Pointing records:
■ ■ ■
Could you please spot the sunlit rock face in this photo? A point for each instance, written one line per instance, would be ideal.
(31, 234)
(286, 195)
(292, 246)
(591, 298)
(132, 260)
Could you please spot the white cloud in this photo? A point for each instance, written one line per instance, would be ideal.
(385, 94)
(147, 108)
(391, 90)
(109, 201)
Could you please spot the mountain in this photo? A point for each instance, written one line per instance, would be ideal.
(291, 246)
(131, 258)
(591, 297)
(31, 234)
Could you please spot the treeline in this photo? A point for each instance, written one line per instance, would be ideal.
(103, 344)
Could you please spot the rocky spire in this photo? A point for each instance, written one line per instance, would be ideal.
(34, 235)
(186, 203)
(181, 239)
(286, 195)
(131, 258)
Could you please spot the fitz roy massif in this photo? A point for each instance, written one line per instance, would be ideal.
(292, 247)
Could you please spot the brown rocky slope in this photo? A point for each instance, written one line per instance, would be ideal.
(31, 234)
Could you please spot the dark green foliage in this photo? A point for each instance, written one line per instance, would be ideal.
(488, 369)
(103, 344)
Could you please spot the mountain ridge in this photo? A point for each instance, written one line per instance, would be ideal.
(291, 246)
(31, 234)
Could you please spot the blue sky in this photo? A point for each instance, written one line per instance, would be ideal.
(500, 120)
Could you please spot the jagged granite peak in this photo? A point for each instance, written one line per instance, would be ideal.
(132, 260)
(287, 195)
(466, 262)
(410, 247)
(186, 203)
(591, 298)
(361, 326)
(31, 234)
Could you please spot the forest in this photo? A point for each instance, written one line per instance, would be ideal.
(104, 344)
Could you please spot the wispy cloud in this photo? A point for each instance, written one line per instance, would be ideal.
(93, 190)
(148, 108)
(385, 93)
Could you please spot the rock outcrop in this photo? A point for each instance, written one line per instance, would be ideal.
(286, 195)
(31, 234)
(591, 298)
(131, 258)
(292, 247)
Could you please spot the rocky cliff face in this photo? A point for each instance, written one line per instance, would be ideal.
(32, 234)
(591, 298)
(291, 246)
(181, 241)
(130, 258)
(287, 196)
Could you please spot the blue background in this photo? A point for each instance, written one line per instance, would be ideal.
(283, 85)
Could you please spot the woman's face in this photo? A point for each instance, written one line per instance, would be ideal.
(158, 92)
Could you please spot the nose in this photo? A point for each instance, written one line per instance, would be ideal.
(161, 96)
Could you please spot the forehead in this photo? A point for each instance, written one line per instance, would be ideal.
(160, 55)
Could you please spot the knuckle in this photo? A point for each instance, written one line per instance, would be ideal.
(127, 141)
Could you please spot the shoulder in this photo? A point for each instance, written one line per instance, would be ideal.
■ ■ ■
§ Goal of the exercise
Rescale the data from the line containing "Could you please spot the forehead" through the end, repeating every line in that span, requests included. Multiply each coordinate in the answers by 0.5 and round it to a whole number, with halves rounded up.

§ Result of this task
Could you please spot the forehead in this photo? A point for each instance, written one line per instance, would be ideal.
(80, 28)
Could you please spot the knuckle in this photo? A point for each instance, written one line per instance, would be ideal.
(64, 71)
Could you please spot the shoulder in this photo? A point for each instance, written one line per instance, would be ideal.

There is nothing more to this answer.